**Material for this exercise**
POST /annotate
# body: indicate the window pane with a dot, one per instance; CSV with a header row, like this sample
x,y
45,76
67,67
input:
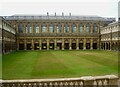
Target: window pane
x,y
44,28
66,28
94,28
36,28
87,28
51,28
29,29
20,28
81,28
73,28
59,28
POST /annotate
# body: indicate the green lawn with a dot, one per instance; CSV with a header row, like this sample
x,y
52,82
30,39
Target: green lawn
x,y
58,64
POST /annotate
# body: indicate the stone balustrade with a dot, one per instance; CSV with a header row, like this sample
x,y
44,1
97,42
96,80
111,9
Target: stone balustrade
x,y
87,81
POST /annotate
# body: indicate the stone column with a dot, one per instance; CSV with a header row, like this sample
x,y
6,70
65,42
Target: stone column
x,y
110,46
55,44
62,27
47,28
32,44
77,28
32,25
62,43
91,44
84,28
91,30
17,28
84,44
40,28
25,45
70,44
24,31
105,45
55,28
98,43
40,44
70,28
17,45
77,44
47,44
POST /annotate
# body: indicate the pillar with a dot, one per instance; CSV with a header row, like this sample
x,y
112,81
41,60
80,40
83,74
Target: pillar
---
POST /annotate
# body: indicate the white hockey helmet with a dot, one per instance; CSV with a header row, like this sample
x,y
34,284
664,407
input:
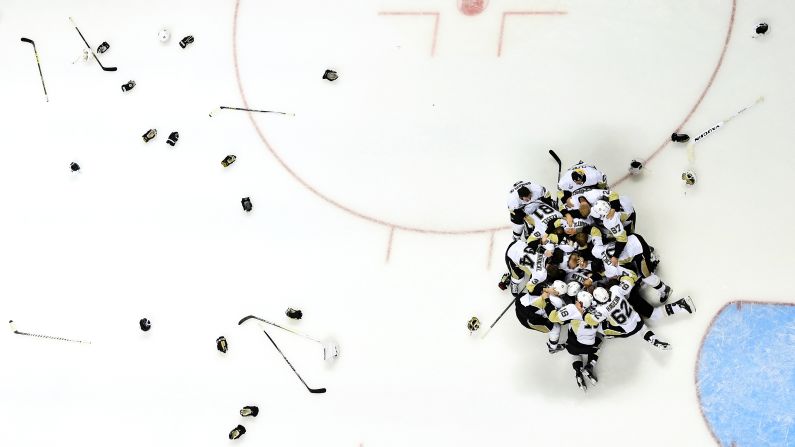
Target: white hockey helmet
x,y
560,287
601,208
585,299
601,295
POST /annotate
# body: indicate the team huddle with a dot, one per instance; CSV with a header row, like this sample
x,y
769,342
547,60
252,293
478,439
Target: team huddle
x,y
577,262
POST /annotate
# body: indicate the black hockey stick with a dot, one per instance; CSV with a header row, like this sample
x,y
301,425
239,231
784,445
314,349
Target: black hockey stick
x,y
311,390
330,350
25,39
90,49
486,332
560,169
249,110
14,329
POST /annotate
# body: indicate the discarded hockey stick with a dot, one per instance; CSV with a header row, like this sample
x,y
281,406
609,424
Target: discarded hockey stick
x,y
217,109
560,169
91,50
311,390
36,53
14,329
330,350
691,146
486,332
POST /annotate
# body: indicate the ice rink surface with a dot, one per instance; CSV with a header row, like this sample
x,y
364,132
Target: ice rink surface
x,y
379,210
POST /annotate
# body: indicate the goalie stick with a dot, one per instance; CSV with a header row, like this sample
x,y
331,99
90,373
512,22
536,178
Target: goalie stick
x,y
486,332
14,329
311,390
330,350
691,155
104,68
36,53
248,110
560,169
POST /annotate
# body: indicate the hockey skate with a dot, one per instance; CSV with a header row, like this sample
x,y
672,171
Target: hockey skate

**Problem description**
What you give back must be the stretch above, starting at the line with "Target: ice rink surface" and ending at the line with "Target: hockey skate", copied exactly.

**Result of this task**
Target: ice rink surface
x,y
379,210
POST /annotate
# body: indicate the goalie stick with a dot, one per instance; CSV with a header row, like this sample
x,y
331,99
90,373
512,22
536,178
Target: goalie stick
x,y
486,332
14,329
311,390
330,350
691,155
104,68
36,53
248,110
560,169
POST /annotate
# body: indicate the hockey skate with a dot, one per instance; CSV with a header row, like this sample
x,y
672,171
Target: hockey skate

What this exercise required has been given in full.